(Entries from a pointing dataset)
+++

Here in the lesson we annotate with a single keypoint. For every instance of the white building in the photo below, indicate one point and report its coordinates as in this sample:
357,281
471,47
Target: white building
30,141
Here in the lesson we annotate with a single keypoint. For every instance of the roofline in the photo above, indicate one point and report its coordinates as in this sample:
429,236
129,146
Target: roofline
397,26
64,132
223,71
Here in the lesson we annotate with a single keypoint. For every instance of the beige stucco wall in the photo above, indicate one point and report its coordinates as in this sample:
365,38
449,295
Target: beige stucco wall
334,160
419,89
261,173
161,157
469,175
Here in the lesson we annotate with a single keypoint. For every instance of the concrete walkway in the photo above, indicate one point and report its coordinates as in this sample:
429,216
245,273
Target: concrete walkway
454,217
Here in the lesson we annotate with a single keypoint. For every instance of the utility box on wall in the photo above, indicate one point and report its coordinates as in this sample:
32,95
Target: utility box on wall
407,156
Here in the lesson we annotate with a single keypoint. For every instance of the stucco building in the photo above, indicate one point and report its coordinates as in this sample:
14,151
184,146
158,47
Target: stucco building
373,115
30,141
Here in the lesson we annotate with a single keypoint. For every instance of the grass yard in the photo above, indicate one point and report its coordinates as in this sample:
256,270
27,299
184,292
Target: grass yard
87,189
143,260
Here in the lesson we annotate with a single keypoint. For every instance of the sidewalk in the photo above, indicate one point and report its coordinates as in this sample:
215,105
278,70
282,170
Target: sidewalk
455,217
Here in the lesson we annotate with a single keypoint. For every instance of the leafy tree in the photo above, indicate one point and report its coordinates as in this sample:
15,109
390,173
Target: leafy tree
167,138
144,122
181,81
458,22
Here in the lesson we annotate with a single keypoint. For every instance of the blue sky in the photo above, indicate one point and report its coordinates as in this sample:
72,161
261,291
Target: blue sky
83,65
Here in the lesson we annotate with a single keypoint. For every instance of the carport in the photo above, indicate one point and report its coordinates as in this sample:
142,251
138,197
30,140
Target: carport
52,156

+++

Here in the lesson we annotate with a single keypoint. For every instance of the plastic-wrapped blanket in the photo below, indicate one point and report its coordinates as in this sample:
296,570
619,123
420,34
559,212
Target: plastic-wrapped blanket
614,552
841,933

+++

- Exercise objective:
Please copy out every line above that contains the string "grass", treating uppercase and lowercase letters as different.

- Complete answer:
Here in the lesson we annotate with a single keypoint. For every instance of the grass yard in the photo above, indicate one point and report its coordinates as in this sample:
Target: grass yard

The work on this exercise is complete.